[DIRECTIONS] Find every line in the entries that contains the word "leaf", matching case exactly, and copy each of those lines.

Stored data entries
==========

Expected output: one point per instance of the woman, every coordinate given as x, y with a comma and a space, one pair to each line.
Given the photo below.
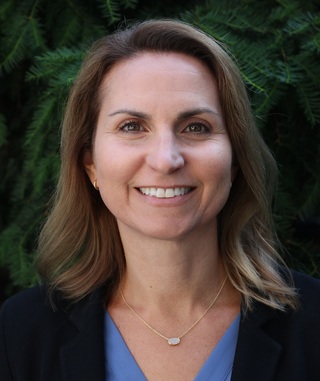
158, 259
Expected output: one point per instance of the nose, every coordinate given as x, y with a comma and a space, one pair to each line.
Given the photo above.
165, 154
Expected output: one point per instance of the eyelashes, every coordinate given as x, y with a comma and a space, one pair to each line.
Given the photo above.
195, 128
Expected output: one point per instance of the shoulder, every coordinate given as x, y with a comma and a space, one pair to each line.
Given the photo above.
28, 311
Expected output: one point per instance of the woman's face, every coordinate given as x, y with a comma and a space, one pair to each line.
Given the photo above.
161, 155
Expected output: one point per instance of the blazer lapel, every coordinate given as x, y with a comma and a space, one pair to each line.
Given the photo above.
257, 354
82, 358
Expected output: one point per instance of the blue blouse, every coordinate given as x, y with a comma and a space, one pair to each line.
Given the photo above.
121, 366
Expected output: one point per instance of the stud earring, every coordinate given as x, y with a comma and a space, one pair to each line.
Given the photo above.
95, 184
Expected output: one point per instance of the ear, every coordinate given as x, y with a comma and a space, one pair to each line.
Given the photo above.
234, 171
234, 168
89, 165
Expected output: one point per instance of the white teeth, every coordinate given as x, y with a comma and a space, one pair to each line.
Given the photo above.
164, 193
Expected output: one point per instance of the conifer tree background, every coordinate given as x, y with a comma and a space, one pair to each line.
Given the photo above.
276, 44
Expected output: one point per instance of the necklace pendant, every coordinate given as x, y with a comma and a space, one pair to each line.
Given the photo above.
174, 341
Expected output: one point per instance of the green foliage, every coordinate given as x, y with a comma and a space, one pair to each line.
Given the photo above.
277, 47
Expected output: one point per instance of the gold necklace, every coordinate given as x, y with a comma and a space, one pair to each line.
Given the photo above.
174, 340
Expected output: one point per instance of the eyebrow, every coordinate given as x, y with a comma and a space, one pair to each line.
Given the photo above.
181, 116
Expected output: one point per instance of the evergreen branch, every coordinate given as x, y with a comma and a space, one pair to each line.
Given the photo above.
3, 130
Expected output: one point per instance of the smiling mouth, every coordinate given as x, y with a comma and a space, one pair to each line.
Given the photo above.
165, 192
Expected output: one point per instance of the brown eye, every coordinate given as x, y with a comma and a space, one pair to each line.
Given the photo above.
131, 127
197, 128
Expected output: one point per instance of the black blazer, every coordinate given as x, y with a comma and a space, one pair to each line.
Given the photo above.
38, 344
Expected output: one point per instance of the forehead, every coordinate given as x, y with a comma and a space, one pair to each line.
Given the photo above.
152, 73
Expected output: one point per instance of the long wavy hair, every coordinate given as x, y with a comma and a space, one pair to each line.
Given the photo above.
80, 248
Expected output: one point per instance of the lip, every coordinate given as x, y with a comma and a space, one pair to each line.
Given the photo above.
165, 194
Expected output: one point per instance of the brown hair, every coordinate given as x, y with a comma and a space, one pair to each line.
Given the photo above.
79, 246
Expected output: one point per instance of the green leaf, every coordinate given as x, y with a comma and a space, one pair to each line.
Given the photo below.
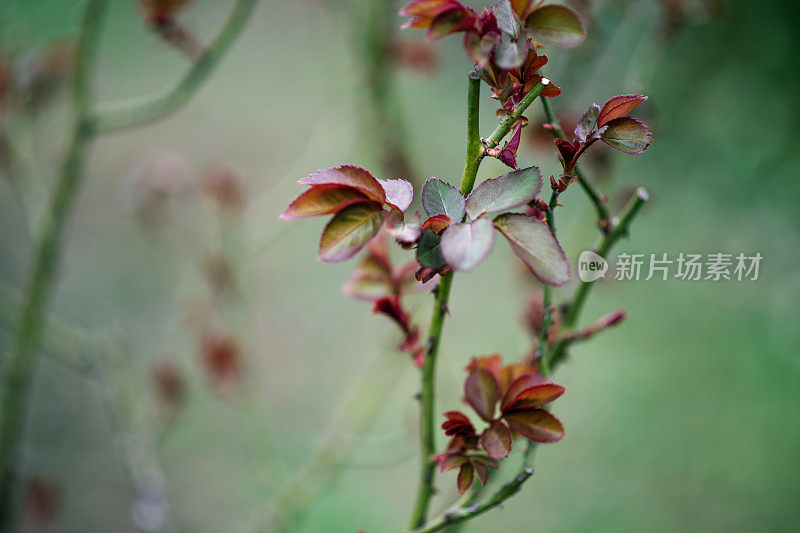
349, 230
481, 392
586, 123
399, 193
558, 25
537, 425
464, 246
428, 252
534, 243
496, 440
323, 200
627, 135
349, 175
504, 192
440, 198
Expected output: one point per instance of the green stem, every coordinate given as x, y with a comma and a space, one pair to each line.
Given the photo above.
598, 199
473, 160
617, 231
144, 110
19, 365
461, 513
507, 123
428, 392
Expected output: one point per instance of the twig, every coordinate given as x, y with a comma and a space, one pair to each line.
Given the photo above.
598, 199
475, 154
19, 365
458, 514
618, 230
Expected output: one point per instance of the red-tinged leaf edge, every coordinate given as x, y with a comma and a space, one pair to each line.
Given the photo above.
536, 425
618, 107
328, 199
535, 396
457, 425
350, 175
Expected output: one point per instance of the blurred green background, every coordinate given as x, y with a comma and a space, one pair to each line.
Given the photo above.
683, 419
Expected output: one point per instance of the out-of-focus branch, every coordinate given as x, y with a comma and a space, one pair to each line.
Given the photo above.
374, 26
140, 111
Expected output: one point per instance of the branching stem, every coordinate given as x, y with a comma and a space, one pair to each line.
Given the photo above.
597, 198
618, 230
474, 157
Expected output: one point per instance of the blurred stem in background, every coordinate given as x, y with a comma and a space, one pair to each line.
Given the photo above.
365, 400
374, 26
18, 366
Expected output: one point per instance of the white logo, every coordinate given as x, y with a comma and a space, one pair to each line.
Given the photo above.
591, 266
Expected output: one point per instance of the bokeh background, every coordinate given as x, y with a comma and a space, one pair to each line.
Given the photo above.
177, 272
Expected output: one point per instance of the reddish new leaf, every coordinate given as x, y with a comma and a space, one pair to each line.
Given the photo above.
480, 469
557, 24
537, 425
457, 425
566, 149
481, 392
618, 107
496, 440
349, 175
323, 200
437, 223
523, 394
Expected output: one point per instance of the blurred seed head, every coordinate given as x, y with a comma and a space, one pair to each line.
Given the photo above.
169, 384
222, 359
416, 55
225, 188
42, 500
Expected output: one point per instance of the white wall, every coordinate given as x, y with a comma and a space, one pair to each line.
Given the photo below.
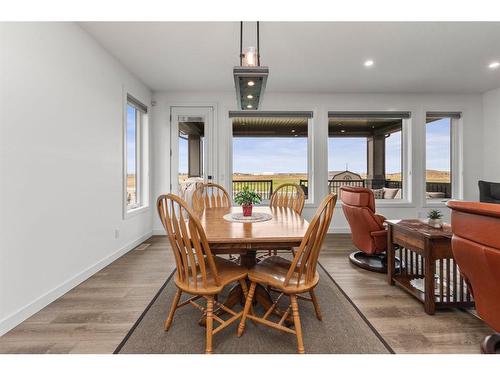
471, 125
61, 108
491, 115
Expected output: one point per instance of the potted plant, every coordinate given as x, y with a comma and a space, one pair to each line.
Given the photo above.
435, 218
246, 198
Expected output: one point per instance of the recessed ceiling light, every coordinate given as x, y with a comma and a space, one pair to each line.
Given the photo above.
494, 65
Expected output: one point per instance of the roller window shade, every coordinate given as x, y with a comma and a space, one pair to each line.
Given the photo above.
302, 114
136, 104
453, 115
364, 115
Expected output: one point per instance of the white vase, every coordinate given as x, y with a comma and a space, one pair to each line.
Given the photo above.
435, 223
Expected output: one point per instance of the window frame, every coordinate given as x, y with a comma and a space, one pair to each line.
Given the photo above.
306, 113
455, 159
407, 118
141, 158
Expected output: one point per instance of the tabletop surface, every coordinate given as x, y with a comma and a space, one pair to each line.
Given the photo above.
418, 226
285, 226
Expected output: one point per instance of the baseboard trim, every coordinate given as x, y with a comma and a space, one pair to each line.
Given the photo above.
340, 230
31, 308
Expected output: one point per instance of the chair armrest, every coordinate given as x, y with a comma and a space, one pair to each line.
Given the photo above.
379, 233
380, 219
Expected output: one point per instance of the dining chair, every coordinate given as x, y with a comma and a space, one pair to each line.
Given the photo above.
210, 195
199, 273
292, 278
289, 196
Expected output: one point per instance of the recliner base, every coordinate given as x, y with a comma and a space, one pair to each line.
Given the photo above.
374, 263
491, 344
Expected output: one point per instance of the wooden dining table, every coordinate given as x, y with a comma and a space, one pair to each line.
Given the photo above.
284, 230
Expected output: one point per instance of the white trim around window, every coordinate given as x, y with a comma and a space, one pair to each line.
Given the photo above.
456, 162
142, 188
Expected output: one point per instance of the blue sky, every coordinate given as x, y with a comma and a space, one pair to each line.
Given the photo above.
289, 155
438, 145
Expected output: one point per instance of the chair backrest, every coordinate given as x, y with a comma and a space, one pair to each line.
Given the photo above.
476, 249
358, 204
188, 241
210, 195
288, 195
303, 267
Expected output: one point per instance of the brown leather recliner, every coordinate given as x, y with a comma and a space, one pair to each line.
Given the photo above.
476, 248
368, 232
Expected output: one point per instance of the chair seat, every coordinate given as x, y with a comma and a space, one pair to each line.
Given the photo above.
272, 271
228, 271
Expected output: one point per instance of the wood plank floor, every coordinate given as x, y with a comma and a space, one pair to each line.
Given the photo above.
96, 315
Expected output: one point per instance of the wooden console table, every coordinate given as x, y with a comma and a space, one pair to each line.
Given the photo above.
426, 255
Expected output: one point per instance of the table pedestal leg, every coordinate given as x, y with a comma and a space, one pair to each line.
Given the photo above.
261, 296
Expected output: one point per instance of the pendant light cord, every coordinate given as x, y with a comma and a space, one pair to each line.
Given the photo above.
241, 43
258, 44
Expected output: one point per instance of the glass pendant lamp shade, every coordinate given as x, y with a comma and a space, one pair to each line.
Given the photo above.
250, 77
250, 57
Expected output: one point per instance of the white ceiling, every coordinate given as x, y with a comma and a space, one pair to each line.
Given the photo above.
310, 56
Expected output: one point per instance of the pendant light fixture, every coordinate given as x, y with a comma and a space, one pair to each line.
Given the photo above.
250, 78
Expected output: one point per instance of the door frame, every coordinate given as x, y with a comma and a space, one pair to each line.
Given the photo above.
209, 112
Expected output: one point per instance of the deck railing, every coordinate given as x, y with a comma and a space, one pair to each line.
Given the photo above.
439, 187
265, 187
262, 187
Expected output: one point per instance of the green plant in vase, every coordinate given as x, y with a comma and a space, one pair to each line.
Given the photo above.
435, 218
246, 198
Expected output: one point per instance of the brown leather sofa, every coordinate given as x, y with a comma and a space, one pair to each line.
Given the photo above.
368, 232
476, 248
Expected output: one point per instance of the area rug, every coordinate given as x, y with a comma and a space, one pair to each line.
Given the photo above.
343, 329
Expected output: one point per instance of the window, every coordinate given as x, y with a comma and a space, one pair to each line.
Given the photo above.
270, 149
438, 151
191, 143
365, 149
135, 155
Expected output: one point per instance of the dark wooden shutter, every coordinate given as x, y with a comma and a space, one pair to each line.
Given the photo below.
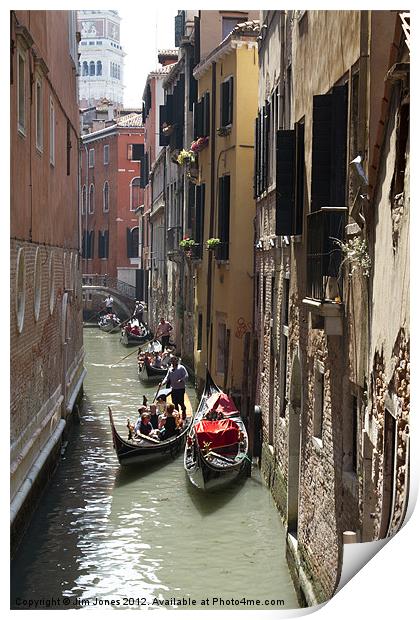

==========

[THE REPLY]
Expected output: one point per instance of the green leaf, every coordinate given as x, y with a comma and a space, one pair to each line.
Expected output: one point per instance of the red-tinged leaf edge, every coordinate given as x, y with a comma and a space, one pair to each line.
Expected output: one point per instance of the reddish new leaf, every coordinate given as x, y with a comma and a space, one pair to each line.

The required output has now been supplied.